=== Document text ===
In PLR 201811002 the IRS has ruled that gift splitting works differently when applied to Gift taxes and Generation Skipping Transfer (GST) taxes. Gift splitting is authorized by IRC Section 2513(a)(1) and states, generally, that, if elected, a gift made by one spouse to a person other than that donor’s spouse is considered, for gift tax purposes, as made one-half by the donor and one-half by the donor’s spouse. Many people may encounter gift splitting in the context of annual exclusion gifts. For example, assume Husband gifts $30,000 to Child in 2018. On her 2018 Form 709, Wife consents to have gifts made by Husband treated as having been made one-half by Husband and one-half by Wife for gift tax purposes. Consequently, Husband is treated as having made a gift to Child of $15,000 and Wife is treated as having made a gift to Child of $15,000; thus, each remains within the annual gift tax exclusion for 2018.
The facts of PLR 201811002 state that, in Year 1, Husband formed and funded four (4) irrevocable trusts for the benefit of each of his four Children. Child was to receive all the trust income for life and, upon Child’s death, Grandchild was to receive the trust principal at the age of thirty-five (35) years. Husband and Wife each filed a Form 709 for Year 1 in which Wife consented to having gifts made by Husband treated as having been made one-half by Husband and one-half by Wife. However, for undisclosed reasons, Husband was allocated three-fourths (3/4) of the total value transferred in Year 1, and Wife was allocated one-fourth (1/4) of the total value transferred in Year 1 for gift tax purposes. No GST tax allocation was made on such Forms 709.
=== Entries shown ===
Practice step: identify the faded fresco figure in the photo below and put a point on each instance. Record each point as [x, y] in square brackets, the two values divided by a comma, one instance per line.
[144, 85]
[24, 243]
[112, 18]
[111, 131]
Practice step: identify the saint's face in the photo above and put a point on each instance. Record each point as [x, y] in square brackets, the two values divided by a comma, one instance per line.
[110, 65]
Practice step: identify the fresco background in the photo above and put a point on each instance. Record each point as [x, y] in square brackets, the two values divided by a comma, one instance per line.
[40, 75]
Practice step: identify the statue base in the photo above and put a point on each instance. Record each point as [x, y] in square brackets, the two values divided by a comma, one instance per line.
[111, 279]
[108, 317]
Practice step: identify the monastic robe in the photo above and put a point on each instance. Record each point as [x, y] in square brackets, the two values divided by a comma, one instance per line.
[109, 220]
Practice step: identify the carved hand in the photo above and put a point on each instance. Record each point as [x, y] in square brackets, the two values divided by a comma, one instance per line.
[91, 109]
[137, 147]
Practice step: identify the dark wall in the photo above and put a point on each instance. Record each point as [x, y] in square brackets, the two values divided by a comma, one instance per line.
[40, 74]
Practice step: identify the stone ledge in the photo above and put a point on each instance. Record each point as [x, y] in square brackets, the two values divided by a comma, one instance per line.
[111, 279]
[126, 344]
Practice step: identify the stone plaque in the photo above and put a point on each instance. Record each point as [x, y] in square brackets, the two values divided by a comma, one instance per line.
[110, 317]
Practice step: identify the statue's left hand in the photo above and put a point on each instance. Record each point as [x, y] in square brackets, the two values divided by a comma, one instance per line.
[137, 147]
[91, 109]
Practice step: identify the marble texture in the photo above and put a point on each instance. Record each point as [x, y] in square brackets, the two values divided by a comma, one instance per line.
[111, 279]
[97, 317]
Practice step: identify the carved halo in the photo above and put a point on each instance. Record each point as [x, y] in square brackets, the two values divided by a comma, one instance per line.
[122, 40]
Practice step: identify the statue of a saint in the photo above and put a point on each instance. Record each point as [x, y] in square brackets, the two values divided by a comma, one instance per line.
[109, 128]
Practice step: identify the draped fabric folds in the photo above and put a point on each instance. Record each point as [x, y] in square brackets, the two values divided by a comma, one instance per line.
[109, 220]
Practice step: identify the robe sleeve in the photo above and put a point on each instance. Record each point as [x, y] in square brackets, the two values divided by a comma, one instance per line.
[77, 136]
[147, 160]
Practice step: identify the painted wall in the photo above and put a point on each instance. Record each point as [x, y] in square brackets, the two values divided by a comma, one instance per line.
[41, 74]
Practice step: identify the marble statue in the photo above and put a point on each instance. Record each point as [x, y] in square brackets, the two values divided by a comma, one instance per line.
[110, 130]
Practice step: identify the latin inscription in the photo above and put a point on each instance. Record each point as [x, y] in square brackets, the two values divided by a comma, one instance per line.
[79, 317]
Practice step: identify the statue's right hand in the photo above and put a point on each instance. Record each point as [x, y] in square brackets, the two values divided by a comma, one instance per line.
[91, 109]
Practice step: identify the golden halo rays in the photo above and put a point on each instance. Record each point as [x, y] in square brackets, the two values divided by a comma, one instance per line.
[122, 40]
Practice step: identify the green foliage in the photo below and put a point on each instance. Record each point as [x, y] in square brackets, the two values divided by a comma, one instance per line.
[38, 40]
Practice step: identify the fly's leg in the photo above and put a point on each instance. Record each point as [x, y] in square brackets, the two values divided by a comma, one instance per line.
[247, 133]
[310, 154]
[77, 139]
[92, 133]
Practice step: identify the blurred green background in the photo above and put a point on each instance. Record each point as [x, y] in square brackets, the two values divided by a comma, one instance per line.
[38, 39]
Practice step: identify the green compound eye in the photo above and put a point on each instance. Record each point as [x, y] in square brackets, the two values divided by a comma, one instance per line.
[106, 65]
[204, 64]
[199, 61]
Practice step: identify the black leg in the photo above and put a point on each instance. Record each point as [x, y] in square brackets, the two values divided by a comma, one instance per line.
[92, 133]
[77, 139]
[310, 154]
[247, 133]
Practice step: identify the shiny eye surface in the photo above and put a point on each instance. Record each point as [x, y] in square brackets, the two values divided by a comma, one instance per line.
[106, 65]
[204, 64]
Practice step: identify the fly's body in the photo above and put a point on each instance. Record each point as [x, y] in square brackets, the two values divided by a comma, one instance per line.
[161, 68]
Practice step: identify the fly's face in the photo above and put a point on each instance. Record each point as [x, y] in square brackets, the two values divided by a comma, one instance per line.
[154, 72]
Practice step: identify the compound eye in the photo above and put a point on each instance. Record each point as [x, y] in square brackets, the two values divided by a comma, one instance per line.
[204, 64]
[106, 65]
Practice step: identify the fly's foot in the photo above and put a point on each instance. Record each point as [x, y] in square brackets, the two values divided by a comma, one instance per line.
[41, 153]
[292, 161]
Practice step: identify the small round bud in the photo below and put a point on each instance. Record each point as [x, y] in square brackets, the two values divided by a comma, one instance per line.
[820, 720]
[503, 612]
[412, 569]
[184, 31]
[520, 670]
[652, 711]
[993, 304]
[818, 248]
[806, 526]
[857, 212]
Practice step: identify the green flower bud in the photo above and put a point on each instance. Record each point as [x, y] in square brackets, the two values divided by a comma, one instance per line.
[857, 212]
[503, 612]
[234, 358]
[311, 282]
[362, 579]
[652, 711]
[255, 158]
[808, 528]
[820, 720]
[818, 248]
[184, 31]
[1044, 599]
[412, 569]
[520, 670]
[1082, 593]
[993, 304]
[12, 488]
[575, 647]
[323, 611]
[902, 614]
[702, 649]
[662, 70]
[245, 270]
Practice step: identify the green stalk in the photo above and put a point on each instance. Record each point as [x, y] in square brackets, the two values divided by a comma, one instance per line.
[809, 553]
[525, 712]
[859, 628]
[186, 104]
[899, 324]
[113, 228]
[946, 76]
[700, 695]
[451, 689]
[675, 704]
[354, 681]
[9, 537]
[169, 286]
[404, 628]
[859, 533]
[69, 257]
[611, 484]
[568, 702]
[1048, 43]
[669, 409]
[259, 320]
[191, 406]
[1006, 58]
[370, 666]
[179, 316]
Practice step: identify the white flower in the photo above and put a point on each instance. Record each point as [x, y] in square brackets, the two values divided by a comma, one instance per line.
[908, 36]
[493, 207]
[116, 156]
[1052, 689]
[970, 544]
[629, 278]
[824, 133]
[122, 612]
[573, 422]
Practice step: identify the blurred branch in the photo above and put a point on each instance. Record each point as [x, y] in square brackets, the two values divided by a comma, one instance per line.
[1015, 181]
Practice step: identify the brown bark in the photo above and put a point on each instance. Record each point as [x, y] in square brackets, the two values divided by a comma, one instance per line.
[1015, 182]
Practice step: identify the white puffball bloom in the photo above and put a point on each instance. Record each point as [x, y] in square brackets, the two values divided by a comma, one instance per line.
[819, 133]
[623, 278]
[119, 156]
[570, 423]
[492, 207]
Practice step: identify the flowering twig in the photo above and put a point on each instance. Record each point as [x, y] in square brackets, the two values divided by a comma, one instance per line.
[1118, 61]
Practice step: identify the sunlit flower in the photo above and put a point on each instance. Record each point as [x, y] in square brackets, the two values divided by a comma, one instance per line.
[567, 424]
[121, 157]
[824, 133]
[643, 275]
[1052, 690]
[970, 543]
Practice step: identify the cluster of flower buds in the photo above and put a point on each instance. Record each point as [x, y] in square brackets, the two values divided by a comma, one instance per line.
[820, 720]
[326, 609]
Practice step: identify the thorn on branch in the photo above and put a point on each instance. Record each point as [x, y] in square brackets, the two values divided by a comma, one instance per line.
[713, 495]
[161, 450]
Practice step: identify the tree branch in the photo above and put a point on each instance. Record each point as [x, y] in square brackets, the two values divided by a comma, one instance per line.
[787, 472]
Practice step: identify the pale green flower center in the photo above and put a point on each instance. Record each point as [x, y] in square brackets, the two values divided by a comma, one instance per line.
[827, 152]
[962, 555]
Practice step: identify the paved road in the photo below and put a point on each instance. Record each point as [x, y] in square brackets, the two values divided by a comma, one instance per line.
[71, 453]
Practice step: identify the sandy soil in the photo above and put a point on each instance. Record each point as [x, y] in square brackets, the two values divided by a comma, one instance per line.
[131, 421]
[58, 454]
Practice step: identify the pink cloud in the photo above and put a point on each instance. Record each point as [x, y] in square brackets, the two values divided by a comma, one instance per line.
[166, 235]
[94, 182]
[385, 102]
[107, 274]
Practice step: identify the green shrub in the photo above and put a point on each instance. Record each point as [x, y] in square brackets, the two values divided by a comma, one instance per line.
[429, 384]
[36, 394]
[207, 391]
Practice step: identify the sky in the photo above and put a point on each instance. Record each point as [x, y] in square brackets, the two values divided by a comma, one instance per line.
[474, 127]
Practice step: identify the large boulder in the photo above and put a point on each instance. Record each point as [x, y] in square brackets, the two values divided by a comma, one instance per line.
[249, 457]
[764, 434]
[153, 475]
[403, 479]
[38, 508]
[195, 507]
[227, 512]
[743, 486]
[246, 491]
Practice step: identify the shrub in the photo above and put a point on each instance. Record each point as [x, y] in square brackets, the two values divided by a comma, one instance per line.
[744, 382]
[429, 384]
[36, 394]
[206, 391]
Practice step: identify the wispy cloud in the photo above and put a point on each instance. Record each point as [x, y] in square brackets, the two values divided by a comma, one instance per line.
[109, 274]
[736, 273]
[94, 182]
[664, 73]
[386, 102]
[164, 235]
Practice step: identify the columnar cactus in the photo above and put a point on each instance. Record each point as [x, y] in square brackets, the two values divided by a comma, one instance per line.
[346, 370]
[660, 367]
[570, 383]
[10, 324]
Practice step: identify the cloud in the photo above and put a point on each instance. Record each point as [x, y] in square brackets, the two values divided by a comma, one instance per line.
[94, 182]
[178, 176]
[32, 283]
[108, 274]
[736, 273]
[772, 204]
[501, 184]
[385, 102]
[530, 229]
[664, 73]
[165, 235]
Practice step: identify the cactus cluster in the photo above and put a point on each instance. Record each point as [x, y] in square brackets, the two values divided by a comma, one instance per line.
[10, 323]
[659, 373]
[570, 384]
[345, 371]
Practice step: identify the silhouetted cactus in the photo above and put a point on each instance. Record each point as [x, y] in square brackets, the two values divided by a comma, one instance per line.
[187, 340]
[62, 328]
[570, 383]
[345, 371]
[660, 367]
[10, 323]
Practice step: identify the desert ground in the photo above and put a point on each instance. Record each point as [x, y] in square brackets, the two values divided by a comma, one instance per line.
===
What this task involves:
According to the text on gift splitting, which section of the Internal Revenue Code authorizes gift splitting?

Correct answer:
IRC Section 2513(a)(1)